The answer should consist of each line from the data below that includes "pillow".

(Image point grounding data)

Content starts

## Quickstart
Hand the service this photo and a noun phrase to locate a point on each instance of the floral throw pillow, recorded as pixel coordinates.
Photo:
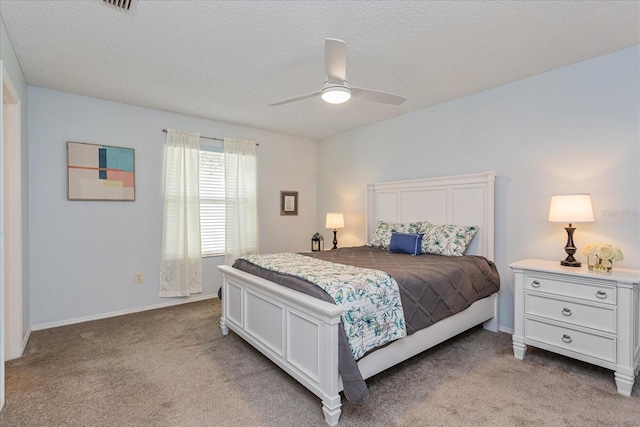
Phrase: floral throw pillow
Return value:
(381, 238)
(448, 240)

Content ends

_Exercise result_.
Hand the service this photo and a noun phrase to locate a point on each instance of the floral throw pillow, recorded as pixel coordinates.
Phrase: floral throw pillow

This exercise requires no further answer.